DATA TO USE
* * * * * * * * *
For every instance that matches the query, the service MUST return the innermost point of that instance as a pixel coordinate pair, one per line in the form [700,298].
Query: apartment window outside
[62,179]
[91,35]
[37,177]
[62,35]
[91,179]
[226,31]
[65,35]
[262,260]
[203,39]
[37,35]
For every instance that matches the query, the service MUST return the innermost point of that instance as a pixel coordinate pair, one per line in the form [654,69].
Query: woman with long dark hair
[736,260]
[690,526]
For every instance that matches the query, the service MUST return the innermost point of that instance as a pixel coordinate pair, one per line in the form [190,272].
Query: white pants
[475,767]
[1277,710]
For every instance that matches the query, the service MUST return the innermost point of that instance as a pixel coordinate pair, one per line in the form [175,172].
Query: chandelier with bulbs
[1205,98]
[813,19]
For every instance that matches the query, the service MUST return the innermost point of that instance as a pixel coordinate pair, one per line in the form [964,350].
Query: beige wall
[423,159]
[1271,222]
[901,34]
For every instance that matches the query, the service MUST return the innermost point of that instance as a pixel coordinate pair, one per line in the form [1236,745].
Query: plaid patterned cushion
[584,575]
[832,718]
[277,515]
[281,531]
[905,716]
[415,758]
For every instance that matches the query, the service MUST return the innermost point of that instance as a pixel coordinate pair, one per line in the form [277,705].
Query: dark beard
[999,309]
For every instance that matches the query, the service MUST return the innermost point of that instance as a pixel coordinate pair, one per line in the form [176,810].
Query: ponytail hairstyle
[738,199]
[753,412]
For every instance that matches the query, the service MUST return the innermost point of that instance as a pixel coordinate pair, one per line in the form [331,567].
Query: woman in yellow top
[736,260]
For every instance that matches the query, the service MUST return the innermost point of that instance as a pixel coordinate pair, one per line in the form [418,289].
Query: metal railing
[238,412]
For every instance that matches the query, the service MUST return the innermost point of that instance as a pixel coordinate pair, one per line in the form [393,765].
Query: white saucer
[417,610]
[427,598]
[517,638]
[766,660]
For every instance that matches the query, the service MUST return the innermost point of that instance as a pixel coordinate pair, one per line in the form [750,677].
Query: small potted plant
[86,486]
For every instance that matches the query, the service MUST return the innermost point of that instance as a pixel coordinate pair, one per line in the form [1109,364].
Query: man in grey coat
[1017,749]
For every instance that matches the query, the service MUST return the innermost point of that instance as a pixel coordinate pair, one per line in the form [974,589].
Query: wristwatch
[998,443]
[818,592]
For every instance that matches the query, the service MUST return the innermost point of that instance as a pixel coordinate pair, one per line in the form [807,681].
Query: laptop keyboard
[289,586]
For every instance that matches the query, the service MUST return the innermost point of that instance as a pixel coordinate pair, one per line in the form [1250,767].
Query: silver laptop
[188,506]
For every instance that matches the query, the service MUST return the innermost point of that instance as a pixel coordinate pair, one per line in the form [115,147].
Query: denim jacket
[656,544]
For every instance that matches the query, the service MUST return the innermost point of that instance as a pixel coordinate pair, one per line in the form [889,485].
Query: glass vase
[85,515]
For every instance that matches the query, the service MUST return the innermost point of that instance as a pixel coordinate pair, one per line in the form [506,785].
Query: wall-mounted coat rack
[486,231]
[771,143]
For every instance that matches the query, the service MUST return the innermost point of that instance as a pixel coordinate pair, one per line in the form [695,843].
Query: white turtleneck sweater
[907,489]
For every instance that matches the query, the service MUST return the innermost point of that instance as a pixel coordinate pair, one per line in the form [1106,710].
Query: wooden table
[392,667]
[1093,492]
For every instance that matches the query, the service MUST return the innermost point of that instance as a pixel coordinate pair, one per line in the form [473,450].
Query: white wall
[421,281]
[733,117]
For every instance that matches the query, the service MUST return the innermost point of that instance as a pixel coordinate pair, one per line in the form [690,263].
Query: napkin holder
* * * * * * * * *
TASK PROMPT
Everything from the line with "the form [695,843]." to the end of the listing, and only that, is to be set down exactly, line by line.

SOLUTION
For every instance that matches the query, the service MUST return the innermost point of that instance as a pixel coordinate pair, one per line in the form [695,843].
Query: white turtleneck sweater
[907,489]
For every instance that matches the query, the service MUST return the innermost point of that instance as a pixel coordinate pair, one per line in the form [1106,710].
Query: wooden table
[392,667]
[1093,492]
For every instance that matches the query, the service MUST return the innermost point of that instance as a pixel coordinate pair, one per line in the form [473,450].
Query: white wall
[421,281]
[733,117]
For every instance that matches the query, the service MUST return the innermost point of that instance as a pixel coordinate pair, one per line in the form [690,263].
Query: napkin holder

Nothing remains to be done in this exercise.